-- Work to be completed --
Transcribe each record exactly as it appears.

(Natural-language object grounding data)
================
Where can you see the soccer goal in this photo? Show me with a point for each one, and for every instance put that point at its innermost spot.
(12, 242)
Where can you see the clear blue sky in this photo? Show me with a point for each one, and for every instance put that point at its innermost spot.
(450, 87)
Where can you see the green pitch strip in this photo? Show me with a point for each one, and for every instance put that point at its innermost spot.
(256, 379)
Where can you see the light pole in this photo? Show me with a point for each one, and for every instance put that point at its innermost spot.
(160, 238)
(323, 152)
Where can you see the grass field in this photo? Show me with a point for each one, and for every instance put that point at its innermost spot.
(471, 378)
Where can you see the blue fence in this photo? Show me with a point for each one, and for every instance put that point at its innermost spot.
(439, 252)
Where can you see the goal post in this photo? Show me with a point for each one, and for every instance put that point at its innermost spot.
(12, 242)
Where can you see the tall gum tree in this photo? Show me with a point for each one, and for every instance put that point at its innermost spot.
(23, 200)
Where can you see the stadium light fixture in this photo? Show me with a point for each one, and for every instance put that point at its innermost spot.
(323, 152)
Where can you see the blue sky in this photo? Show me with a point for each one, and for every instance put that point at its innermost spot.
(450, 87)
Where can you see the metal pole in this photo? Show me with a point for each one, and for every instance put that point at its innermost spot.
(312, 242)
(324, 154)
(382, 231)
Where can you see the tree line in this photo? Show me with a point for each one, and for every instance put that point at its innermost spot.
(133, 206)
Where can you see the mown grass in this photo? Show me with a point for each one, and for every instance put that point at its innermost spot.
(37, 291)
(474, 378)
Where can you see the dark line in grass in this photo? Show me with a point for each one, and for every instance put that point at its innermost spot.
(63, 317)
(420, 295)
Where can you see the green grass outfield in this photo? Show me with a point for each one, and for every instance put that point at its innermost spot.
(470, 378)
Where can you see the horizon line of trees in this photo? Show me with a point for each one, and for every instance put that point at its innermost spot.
================
-- Written response --
Where can you see the soccer goal in this photo? Show me with a point for each one, and for every instance put that point at its innermost spot.
(12, 242)
Where can you see the clear blue sky in this photo? Show me with a point for each one, and for every instance put that point at its innermost spot.
(450, 87)
Where can you see the green pitch strip in this photo? Show me with a point for each one, and for every instance put that point at its innermost spot.
(256, 379)
Where can you see the light pole in this photo? Show me with a point for each one, and for every instance put that point at its innermost spot.
(160, 238)
(323, 152)
Where can you see the grass field in this photo? Show me with a point for each one, and for every instance put that point at its innermost spot.
(471, 378)
Where can you see the blue fence in this photo? Show me with a point for each one, and for every instance put that point at its innermost spot.
(439, 252)
Where can you see the goal post in this photo? Show me with a point for each one, and for every instance put that point at its innermost spot.
(12, 242)
Where can you see the tall gum tree in this photo? Show me with a point for each one, and for every instance put that point at its innermost spot.
(23, 200)
Where can you see the stadium light fixture in this photo? Show me with a point for each one, and for every instance put that point at its innermost spot.
(323, 152)
Where can you see the blue sky in this photo? Show me with a point for each one, and for every instance put that point at its innermost spot.
(450, 87)
Where can you see the metal pole in this photo? Show me with a point for each one, and for every instance put that point at its innermost spot.
(312, 242)
(324, 154)
(382, 231)
Where can you see the tree line in this photo? Show me with a point for each one, and for every instance put that point at its innermost spot.
(133, 206)
Where can you see the mown grass in this photo? Show me with a point for each one, and for every instance put that point at its innermost spot.
(37, 291)
(474, 378)
Where can you see the dark line in grass in this photo? Show me with a point for each one, and for every instance put that point at its innermost spot.
(63, 317)
(420, 295)
Where can you see the green grass outfield in this photo? Show me with a point for each one, and for every instance put that point at its innermost spot.
(470, 378)
Where can you see the horizon line of trees in this photo? Show me with a point for each one, and for every instance put that point at its innermost spot.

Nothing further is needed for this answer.